Przepisz bez zmian wiersze rekordów od wiersza z „Task: where can the snowy” do wiersza z „x=134, y=37”, łącznie z oboma.

»»

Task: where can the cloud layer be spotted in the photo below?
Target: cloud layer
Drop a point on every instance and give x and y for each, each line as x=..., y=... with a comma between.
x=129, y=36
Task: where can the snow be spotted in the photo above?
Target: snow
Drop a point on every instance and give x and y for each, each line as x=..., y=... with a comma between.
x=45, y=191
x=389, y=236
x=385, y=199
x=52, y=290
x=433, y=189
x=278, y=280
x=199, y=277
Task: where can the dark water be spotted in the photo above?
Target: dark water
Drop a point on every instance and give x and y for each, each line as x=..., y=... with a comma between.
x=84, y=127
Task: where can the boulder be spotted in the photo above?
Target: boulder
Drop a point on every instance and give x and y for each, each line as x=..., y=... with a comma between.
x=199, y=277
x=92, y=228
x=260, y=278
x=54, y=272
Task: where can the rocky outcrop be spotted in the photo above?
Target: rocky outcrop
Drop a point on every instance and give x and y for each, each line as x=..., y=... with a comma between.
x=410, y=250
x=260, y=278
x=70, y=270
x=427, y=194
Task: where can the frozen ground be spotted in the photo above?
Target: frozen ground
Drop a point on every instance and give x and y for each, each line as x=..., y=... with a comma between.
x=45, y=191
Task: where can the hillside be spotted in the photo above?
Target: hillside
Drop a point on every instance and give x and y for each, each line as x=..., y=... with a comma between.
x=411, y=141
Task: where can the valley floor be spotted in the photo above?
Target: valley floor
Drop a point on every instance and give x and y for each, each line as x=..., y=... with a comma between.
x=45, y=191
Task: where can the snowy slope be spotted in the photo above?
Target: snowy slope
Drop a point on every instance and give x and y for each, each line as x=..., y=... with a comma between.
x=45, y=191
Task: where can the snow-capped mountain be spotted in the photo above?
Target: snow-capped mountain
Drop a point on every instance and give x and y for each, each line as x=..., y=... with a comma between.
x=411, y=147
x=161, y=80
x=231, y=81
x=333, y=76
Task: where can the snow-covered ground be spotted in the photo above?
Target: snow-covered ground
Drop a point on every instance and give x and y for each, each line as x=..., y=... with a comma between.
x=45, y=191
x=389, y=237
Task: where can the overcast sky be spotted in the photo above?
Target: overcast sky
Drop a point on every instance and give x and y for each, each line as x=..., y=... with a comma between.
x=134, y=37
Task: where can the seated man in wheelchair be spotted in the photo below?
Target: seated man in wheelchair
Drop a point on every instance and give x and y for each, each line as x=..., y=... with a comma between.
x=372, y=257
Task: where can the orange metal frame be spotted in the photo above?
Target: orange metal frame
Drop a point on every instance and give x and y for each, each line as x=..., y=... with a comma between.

««

ROZWIĄZANIE ZADANIA:
Task: where can the snowy slope be spotted in the photo above?
Target: snowy slope
Drop a point on every instance and give x and y for each, each line as x=..., y=... with a comma between.
x=45, y=191
Task: where can the snow-capped mountain be spotted in the photo above?
Target: snow-capped mountain
Drop a point on every instance and give x and y for each, each line as x=..., y=... with a comma between.
x=411, y=147
x=161, y=80
x=231, y=81
x=333, y=76
Task: where can the snow-covered ground be spotted in the photo above?
Target: snow-covered ground
Drop a point on every instance and give x and y for each, each line as x=..., y=... with a comma between.
x=45, y=191
x=389, y=237
Task: where can the overcast sky be spotted in the photo above?
Target: overcast sky
Drop a point on every instance and give x and y for each, each line as x=..., y=... with a comma between.
x=134, y=37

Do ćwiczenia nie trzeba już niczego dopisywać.